§ **COMPITI DA SVOLGERE**:
a) Dal testo su Kant e la conoscenza, elenca le cose portate come esempi del mondo fenomenico che tutti conosciamo.
b) Riprendi il testo su Kant e la conoscenza subito dopo la sua ultima frase e aggiungi qualche riga nello stesso tono.

Il secondo atteggiamento è appunto quello dello scettico (vedi scetticismo). Egli risponde negativamente alla seconda domanda, sostiene cioè che non vi sia mai una vera e propria conoscenza, ma sempre e solo opinione. Per questo si rifiuta di rispondere positivamente alla prima, egli ritiene impossibile per l’uomo conoscere la vera natura delle cose. La struttura ultima della realtà, l’essenza delle cose, è inconoscibile.
Questi due tipi di atteggiamento sono in qualche modo riscontrabili in tutta la filosofia, dalle sue origini ad oggi. Nella maggior parte degli autori i due atteggiamenti si mescolano in vari gradi, producendo quella varietà di pensiero tipica della filosofia.
[modifica] Atteggiamento critico, da Kant in poi
Ma da Kant in poi è nato un nuovo atteggiamento, che ha complicato notevolmente la situazione, introducendo una serie di elementi rivoluzionari per la filosofia teoretica. Kant, con il suo criticismo, ha introdotto una nuova prospettiva con la quale guardare il problema della conoscenza e, di conseguenza, anche la metafisica. Questi sono alcuni dei principali motivi di novità:
- Sposta l’attenzione della gnoseologia dal problema del rapporto tra idee soggettive e cose oggettive a quello della validità dei giudizi; quali sono i criteri per dire che un giudizio è valido (cioè vero)?
- Viene rifiutata di conseguenza la tradizionale contrapposizione tra il soggetto conoscente e l’oggetto reale, comune sia al dogmatico che allo scettico.
- L’oggetto della conoscenza non è più una cosa in sé, ma un fenomeno, che appare in una rappresentazione seguendo i principi dell’intelletto puro (cioè i giudizi sintetici a priori).
- La conoscenza non è il rispecchiamento passivo di una realtà predeterminata, essa è una “costituzione” dell’oggetto secondo le regole della ragione a partire da un materiale sensibile dato. In essa l’intelletto ha un ruolo attivo (questa attività è la “spontaneità dell’intelletto” che si contrappone alla natura passiva della sensibilità, la “ricettività”).
- La filosofia critica non può descrivere la realtà come è in sé stessa, può invece esporre i principi a priori con cui l’intelletto costituisce il mondo fenomenico.
- Il mondo fenomenico non è un mondo di “fantasmi” o di “mere parvenze”, è il mondo che tutti conosciamo, con tavoli sedie, atomi, alberi, luce, calore etc. In esso i principi dell’intelletto servono a distinguere tra la realtà (empirica) e l’allucinazione, il sogno o l’illusione.

(Voci tratte da una fonte di dati)
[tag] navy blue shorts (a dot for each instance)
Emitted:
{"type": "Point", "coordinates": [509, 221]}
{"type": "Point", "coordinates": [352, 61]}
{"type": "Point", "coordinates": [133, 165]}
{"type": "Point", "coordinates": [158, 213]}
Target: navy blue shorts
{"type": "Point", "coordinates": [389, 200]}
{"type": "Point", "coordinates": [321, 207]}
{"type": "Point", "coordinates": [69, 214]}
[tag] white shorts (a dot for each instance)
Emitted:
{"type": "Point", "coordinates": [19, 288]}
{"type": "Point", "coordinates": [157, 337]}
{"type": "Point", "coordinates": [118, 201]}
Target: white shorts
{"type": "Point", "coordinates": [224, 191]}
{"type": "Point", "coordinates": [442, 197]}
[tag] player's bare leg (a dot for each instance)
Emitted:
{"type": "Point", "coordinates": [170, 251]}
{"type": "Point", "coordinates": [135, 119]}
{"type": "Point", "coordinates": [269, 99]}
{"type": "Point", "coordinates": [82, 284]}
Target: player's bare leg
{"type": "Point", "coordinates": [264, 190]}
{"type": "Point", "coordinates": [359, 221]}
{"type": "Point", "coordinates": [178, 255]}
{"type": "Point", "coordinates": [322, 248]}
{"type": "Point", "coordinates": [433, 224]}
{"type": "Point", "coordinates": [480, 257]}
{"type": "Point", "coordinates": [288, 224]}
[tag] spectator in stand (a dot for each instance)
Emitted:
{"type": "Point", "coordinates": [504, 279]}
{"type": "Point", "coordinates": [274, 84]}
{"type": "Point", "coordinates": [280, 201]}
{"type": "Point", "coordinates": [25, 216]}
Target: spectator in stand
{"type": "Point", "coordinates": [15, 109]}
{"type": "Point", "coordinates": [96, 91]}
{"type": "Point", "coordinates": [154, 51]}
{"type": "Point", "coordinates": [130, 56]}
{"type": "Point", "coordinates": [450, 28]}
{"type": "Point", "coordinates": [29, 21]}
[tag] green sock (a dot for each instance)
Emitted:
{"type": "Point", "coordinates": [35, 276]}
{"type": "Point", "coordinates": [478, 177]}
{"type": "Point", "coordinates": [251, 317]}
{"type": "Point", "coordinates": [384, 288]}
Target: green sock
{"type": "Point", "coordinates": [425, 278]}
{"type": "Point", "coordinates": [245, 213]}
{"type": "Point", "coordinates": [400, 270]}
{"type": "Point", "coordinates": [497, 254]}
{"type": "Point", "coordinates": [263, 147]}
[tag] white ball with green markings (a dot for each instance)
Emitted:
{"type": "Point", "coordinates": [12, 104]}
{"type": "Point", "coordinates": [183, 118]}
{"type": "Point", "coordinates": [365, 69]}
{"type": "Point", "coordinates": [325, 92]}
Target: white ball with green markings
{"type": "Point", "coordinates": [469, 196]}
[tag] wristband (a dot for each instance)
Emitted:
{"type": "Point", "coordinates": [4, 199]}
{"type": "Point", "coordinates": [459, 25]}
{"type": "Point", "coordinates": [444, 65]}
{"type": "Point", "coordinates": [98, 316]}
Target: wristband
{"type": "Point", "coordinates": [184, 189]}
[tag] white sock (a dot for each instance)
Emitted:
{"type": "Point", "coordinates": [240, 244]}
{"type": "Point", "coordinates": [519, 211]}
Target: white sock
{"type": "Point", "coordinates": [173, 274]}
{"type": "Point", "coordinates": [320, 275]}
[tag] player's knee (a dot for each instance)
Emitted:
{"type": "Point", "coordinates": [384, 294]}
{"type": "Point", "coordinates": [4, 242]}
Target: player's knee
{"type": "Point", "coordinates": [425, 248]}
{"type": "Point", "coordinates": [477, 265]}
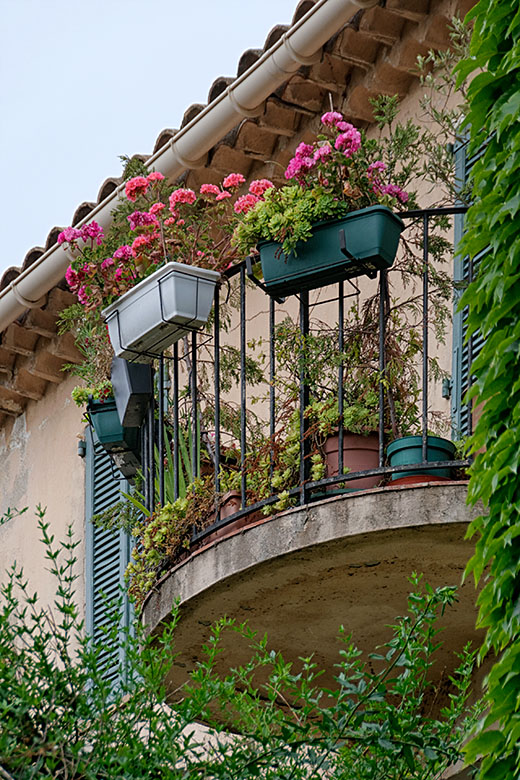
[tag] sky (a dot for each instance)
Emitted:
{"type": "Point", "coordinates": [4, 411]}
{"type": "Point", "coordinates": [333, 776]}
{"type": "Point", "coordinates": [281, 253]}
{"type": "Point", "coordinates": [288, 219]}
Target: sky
{"type": "Point", "coordinates": [82, 83]}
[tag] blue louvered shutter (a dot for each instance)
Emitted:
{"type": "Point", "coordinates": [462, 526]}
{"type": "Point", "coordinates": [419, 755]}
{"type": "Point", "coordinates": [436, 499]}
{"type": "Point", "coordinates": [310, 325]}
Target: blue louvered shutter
{"type": "Point", "coordinates": [107, 555]}
{"type": "Point", "coordinates": [463, 352]}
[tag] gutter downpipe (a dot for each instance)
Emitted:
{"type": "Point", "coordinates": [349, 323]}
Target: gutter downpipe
{"type": "Point", "coordinates": [300, 45]}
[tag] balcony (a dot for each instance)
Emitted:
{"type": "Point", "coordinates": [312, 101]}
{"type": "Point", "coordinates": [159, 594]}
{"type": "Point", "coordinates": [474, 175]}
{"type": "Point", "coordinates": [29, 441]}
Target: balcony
{"type": "Point", "coordinates": [303, 544]}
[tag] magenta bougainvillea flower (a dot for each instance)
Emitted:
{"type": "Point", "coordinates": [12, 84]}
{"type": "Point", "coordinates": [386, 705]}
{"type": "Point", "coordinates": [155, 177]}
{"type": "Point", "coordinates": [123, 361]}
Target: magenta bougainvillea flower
{"type": "Point", "coordinates": [331, 118]}
{"type": "Point", "coordinates": [155, 176]}
{"type": "Point", "coordinates": [156, 208]}
{"type": "Point", "coordinates": [181, 196]}
{"type": "Point", "coordinates": [245, 203]}
{"type": "Point", "coordinates": [259, 186]}
{"type": "Point", "coordinates": [233, 180]}
{"type": "Point", "coordinates": [123, 252]}
{"type": "Point", "coordinates": [141, 219]}
{"type": "Point", "coordinates": [135, 187]}
{"type": "Point", "coordinates": [69, 235]}
{"type": "Point", "coordinates": [209, 189]}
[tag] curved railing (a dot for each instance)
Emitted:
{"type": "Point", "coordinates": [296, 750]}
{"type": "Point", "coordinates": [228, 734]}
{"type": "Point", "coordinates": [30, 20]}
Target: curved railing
{"type": "Point", "coordinates": [180, 383]}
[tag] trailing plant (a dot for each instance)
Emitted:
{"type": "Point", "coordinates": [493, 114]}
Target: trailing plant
{"type": "Point", "coordinates": [341, 171]}
{"type": "Point", "coordinates": [492, 241]}
{"type": "Point", "coordinates": [62, 719]}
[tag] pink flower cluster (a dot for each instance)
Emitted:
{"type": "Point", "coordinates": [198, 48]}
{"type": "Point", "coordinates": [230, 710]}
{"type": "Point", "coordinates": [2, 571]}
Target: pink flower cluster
{"type": "Point", "coordinates": [348, 141]}
{"type": "Point", "coordinates": [141, 219]}
{"type": "Point", "coordinates": [92, 232]}
{"type": "Point", "coordinates": [256, 192]}
{"type": "Point", "coordinates": [139, 184]}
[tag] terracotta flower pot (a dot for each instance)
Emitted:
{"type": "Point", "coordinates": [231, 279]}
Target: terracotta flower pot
{"type": "Point", "coordinates": [360, 453]}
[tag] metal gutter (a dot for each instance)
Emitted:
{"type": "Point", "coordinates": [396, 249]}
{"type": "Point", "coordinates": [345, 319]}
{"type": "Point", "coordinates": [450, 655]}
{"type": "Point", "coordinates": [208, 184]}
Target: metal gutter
{"type": "Point", "coordinates": [244, 97]}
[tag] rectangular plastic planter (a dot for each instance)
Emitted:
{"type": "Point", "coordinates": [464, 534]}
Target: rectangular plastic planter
{"type": "Point", "coordinates": [370, 236]}
{"type": "Point", "coordinates": [407, 450]}
{"type": "Point", "coordinates": [158, 311]}
{"type": "Point", "coordinates": [111, 434]}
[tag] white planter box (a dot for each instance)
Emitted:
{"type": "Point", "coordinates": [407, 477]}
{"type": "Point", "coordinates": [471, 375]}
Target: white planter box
{"type": "Point", "coordinates": [160, 310]}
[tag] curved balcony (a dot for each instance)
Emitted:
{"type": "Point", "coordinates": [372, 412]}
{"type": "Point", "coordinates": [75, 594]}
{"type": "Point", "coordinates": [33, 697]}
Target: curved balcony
{"type": "Point", "coordinates": [301, 574]}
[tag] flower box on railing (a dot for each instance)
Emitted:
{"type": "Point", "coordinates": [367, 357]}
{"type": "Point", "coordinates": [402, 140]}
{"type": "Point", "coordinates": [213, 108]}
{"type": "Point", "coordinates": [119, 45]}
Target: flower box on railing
{"type": "Point", "coordinates": [158, 311]}
{"type": "Point", "coordinates": [362, 242]}
{"type": "Point", "coordinates": [407, 450]}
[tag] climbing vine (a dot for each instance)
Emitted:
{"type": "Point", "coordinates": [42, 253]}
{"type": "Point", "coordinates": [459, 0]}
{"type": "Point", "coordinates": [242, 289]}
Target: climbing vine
{"type": "Point", "coordinates": [493, 240]}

§ **RISPOSTE**:
a) tavoli, sedie, atomi, alberi, luce, calore

b)
[modifica] La trattazione kantiana dell'esistenza
Particolarmente rilevante per gli sviluppi successivi è la trattazione kantiana del concetto di esistenza. Il fatto che l’esistenza non sia un predicato (sfruttato per confutare la Prova ontologica dell’esistenza di Dio) può essere considerata una anticipazione della moderna teoria della quantificazione sviluppata dalla logica e assai discussa nella filosofia analitica.
D’altra parte nella filosofia continentale Heidegger ha sviluppato il legame rilevato da Kant tra esistenza e temporalità, per superare l’impostazione tradizionale della metafisica e del problema ontologico. Egli propone un sostanziale abbandono del problema della conoscenza e della metafisica come ricerca della struttura ultima della realtà. La filosofia diventa interpretazione dell’ esistenza, in particolare dell’esistenza sensata, quella umana. Da Heidegger in poi nella filosofia continentale si parlerà di ermeneutica.
[modifica] Le princincipali filosofie che hanno discusso l’eredità kantiana (1800-1950)
- idealismo tedesco e neo-idealismo
- neo-kantismo
- convenzionalismo
[modifica] Atteggiamenti post-critici nella filosofia analitica (1950-2000)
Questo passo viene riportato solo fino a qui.